» Exercise prompt: Extract every line in the items below that contains the string "viewBox". Only case-sensitive matches count.

============================================================

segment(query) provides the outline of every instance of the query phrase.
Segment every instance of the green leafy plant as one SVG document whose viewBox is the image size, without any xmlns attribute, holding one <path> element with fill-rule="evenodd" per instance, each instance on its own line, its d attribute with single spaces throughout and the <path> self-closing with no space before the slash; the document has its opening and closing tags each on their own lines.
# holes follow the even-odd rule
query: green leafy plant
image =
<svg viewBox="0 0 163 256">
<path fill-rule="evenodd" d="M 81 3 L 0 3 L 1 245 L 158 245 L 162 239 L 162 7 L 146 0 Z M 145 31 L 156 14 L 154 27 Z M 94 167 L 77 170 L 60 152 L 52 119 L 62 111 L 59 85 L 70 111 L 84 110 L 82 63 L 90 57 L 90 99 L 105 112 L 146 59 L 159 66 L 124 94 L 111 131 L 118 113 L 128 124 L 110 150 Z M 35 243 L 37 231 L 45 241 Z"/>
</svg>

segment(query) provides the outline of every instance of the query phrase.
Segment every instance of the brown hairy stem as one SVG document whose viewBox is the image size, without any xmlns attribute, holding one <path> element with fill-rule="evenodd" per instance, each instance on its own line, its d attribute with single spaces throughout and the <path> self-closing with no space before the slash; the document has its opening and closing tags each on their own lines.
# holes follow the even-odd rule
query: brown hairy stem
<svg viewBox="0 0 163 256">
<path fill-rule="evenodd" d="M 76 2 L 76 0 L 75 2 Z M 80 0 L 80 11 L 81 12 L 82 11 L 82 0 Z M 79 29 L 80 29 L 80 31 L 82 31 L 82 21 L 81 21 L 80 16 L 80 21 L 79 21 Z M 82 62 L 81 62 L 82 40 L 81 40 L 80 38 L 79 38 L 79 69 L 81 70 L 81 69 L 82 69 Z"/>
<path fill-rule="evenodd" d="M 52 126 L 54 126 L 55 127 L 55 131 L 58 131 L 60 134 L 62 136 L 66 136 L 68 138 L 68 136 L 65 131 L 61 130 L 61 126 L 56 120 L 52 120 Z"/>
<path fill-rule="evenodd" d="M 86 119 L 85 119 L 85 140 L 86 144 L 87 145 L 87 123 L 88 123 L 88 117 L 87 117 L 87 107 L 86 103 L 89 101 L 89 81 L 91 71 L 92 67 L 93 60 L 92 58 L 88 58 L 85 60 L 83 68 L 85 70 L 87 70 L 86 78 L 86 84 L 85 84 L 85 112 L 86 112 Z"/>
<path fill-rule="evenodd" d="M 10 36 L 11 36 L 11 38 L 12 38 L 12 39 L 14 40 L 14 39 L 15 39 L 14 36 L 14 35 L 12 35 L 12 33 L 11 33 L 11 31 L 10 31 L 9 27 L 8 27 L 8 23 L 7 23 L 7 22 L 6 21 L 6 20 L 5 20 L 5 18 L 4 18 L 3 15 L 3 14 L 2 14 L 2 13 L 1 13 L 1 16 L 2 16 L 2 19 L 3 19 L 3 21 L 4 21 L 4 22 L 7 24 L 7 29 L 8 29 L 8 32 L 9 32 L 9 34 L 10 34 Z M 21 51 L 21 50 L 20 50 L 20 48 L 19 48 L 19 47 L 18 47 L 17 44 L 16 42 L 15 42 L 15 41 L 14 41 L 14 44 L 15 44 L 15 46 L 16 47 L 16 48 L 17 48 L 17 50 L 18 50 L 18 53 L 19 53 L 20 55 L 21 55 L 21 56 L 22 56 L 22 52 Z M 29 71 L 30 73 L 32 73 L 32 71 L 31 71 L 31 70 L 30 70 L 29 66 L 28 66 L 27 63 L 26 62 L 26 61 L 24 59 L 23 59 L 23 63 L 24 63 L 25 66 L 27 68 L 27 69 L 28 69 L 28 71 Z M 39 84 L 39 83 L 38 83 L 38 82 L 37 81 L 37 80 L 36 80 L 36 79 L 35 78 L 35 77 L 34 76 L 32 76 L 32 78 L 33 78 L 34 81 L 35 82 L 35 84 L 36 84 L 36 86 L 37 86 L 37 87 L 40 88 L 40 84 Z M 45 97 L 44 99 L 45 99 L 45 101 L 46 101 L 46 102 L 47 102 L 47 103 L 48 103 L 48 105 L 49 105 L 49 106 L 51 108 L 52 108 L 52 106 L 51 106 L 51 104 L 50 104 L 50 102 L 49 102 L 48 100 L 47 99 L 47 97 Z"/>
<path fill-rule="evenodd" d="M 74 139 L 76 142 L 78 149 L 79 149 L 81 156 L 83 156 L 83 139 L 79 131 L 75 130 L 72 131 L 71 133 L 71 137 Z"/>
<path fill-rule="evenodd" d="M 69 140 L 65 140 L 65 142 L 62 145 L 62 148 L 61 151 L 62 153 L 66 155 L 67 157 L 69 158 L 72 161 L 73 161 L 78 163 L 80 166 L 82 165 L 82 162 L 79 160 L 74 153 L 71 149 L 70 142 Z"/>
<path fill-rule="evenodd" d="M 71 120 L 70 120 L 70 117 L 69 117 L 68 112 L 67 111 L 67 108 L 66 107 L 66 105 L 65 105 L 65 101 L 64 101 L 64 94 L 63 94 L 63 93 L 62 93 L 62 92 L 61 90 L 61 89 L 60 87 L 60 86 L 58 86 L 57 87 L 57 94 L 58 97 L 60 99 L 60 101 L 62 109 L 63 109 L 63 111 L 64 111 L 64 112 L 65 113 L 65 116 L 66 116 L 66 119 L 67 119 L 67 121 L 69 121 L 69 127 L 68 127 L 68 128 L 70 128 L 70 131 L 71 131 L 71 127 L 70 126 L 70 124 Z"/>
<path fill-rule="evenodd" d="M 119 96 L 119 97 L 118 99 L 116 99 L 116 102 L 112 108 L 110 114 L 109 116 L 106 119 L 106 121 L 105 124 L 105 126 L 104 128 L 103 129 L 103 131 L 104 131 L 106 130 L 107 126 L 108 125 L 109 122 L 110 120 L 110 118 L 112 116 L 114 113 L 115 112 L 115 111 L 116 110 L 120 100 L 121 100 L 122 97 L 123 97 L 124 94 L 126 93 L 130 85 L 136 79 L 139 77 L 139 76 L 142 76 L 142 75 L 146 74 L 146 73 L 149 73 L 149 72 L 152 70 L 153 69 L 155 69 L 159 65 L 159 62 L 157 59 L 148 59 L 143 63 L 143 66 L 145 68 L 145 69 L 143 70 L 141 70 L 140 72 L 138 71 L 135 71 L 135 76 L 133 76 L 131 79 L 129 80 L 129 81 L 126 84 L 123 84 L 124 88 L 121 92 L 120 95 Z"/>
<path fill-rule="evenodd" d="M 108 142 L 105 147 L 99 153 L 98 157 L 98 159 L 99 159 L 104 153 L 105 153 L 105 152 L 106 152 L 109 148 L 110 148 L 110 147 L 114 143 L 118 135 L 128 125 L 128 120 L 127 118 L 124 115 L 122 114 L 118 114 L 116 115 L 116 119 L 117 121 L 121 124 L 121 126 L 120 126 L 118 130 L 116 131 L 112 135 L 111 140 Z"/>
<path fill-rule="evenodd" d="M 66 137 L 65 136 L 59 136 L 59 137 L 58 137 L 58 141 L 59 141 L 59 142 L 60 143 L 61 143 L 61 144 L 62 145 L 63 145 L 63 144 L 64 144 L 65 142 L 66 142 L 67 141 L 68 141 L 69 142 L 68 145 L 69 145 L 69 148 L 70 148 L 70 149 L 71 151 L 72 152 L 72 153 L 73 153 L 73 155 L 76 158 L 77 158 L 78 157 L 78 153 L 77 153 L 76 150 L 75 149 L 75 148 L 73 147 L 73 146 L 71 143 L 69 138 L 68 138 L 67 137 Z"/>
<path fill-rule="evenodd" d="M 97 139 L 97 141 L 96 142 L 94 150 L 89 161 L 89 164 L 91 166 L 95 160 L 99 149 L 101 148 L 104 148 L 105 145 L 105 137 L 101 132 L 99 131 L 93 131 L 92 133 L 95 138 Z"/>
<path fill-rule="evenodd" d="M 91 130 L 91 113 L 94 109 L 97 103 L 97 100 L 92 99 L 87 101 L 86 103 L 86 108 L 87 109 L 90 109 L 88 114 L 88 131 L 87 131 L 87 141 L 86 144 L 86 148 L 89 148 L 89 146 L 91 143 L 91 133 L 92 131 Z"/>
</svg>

============================================================

» Exercise output:
Segment every instance of the green leafy plant as one SVG document whose viewBox is the image size, without any xmlns attribute, holding one <path> element with fill-rule="evenodd" per instance, each instance on its own line, its d attribute with single spaces throughout and the <path> self-closing with no space before the slash; the document has its opening and closing tags each on their own lines.
<svg viewBox="0 0 163 256">
Segment every instance of the brown hairy stem as one SVG document whose viewBox is the image size, without any xmlns attribute, holding one <path> element with fill-rule="evenodd" per instance, each instance on its own line, its d attribute with single spaces throughout and the <path> self-closing with no space before the slash; the document has its opening and closing tags each on their own lines.
<svg viewBox="0 0 163 256">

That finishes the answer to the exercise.